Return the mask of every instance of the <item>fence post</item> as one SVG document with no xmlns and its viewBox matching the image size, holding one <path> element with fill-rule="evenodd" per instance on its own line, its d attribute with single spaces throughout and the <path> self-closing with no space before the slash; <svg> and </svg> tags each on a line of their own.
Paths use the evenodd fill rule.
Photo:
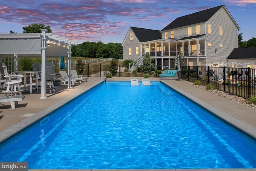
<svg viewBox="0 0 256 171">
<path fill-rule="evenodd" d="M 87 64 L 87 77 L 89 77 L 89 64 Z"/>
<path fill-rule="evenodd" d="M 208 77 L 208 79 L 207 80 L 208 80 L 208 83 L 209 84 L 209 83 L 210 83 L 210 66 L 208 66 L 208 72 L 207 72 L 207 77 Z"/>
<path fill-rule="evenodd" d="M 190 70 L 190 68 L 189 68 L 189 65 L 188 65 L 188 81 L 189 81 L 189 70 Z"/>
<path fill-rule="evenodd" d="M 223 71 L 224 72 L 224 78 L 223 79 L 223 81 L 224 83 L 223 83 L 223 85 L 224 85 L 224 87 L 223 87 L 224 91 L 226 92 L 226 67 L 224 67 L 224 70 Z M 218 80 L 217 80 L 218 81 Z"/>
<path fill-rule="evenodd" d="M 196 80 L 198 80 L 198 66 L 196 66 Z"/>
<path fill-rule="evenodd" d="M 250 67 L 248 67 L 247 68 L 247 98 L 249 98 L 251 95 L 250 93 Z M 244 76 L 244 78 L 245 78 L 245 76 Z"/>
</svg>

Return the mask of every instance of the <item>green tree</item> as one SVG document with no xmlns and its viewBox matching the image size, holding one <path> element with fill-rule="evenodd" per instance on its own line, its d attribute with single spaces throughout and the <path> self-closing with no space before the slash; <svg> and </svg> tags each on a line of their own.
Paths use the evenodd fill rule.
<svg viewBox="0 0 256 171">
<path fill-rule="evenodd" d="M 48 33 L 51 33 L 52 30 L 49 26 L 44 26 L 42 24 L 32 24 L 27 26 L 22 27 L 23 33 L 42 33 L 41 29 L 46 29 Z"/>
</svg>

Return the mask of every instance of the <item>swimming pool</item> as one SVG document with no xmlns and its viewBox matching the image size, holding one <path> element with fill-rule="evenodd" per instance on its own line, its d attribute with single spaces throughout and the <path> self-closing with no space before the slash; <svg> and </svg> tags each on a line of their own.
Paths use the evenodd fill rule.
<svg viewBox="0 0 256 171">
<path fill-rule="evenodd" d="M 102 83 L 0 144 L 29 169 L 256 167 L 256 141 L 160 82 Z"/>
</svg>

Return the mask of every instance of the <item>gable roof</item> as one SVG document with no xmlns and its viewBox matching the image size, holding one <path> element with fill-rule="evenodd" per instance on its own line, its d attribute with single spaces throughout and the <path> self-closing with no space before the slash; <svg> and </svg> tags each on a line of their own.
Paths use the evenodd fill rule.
--
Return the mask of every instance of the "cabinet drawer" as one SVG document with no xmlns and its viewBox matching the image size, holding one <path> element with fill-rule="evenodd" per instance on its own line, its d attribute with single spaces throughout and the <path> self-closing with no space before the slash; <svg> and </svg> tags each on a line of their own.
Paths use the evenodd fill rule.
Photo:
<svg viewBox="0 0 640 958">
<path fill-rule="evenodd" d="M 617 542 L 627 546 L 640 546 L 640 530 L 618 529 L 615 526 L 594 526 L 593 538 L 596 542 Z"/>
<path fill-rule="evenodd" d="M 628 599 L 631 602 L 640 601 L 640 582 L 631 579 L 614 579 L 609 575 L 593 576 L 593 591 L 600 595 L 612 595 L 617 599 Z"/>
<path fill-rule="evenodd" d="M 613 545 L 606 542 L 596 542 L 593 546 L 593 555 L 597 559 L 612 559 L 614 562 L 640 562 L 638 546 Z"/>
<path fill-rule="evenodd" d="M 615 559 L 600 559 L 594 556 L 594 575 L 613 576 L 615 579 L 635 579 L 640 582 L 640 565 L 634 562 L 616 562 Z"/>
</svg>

* **Objective**
Copy word for word the records from the line with "Return the mask of every instance of the <item>fence" up to and including the line with "190 70 L 190". Leave the pictures out of your answer.

* **The completed task**
Return the mask of every instance of the <item>fence post</item> as one SVG document with no xmlns and its viewBox matching the image size, holding one <path> element with fill-rule="evenodd" per instance on its own line, its d attribute with single spaces throughout and the <path> self-closing with no space before the slash; <svg> and </svg> tags each on a line of their own.
Paths use the evenodd fill rule.
Photo:
<svg viewBox="0 0 256 171">
<path fill-rule="evenodd" d="M 87 64 L 87 77 L 89 77 L 89 64 Z"/>
<path fill-rule="evenodd" d="M 208 77 L 208 79 L 207 80 L 208 80 L 208 83 L 209 84 L 209 83 L 210 83 L 210 66 L 208 66 L 208 72 L 207 72 L 207 77 Z"/>
<path fill-rule="evenodd" d="M 190 70 L 190 68 L 189 68 L 189 65 L 188 65 L 188 81 L 189 81 L 189 70 Z"/>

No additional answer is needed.